━━ Données de la tâche

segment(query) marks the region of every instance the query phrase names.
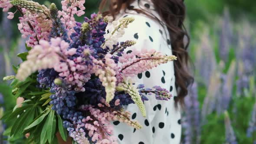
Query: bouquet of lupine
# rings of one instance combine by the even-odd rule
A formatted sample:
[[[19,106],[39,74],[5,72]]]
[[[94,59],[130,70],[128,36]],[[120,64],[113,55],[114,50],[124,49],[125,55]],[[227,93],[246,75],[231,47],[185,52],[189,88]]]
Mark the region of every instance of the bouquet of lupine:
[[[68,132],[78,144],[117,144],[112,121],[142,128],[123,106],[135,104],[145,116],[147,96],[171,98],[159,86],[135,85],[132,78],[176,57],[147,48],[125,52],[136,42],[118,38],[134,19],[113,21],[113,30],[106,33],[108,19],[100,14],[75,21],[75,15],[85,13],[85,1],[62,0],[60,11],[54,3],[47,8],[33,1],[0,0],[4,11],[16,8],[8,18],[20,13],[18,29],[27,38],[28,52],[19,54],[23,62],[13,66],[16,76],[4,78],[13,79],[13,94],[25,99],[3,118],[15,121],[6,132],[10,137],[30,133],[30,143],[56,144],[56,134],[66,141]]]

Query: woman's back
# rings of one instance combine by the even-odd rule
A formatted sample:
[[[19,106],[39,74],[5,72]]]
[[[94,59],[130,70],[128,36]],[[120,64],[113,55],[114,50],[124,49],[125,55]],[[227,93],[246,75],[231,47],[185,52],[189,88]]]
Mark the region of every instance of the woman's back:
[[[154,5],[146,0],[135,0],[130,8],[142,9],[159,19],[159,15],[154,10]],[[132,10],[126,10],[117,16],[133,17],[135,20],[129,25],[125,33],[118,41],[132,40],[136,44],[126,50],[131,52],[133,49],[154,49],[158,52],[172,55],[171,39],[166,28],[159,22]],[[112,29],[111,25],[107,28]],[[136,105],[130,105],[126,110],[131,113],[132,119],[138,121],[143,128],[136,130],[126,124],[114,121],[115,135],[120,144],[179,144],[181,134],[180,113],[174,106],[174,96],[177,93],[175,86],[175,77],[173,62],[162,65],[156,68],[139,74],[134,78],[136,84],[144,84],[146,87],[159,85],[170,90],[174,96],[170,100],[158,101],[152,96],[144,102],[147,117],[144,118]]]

━━━━

**Consignes:** Recopiez à l'identique toutes les lignes des données ci-dessus, sans reprendre les images.

**Corrigé de l'exercice:**
segment(query) marks the region of every instance the query phrase names.
Query: bouquet of lupine
# rings of one instance combine by the even-odd rule
A formatted sample:
[[[19,106],[39,74],[5,72]]]
[[[94,59],[130,70],[128,36]],[[120,64],[113,55],[114,50],[124,49],[125,55]],[[227,93],[246,75],[231,47],[185,52],[189,88]]]
Mark the region of every instance of the bouquet of lupine:
[[[68,132],[78,144],[117,144],[112,121],[142,128],[123,106],[135,104],[145,116],[147,96],[171,98],[159,86],[135,85],[132,78],[176,57],[147,48],[125,52],[136,42],[118,38],[134,19],[113,21],[113,30],[106,33],[108,19],[100,14],[75,21],[75,15],[85,13],[85,1],[62,0],[60,11],[54,3],[47,8],[33,1],[0,0],[4,11],[16,8],[8,18],[20,13],[18,29],[27,38],[28,52],[19,54],[23,62],[13,66],[16,76],[4,78],[13,79],[13,94],[25,99],[3,118],[15,121],[6,132],[10,137],[30,133],[30,143],[56,144],[56,134],[66,141]]]

Query: woman's back
# rings of one instance combine by the even-odd rule
A formatted sample:
[[[19,106],[39,74],[5,72]]]
[[[94,59],[130,70],[128,36]],[[120,64],[113,55],[114,50],[124,49],[125,55]],[[227,93],[246,75],[231,47],[185,52],[189,88]]]
Mark the region of every instance of the woman's back:
[[[154,5],[146,0],[135,0],[130,8],[142,9],[159,19],[159,15],[154,10]],[[132,10],[126,10],[117,16],[133,17],[135,20],[129,25],[125,33],[118,41],[132,40],[136,44],[126,50],[131,52],[133,49],[154,49],[158,52],[172,55],[171,39],[166,28],[159,22]],[[112,29],[111,25],[107,28]],[[136,105],[130,105],[126,110],[131,113],[132,119],[138,121],[143,128],[136,130],[126,124],[114,121],[115,135],[120,144],[179,144],[181,134],[180,113],[174,106],[174,96],[177,93],[175,86],[175,77],[173,62],[162,65],[156,68],[139,74],[134,78],[136,84],[144,84],[146,87],[159,85],[170,90],[174,96],[170,100],[158,101],[152,96],[144,102],[147,117],[144,118]]]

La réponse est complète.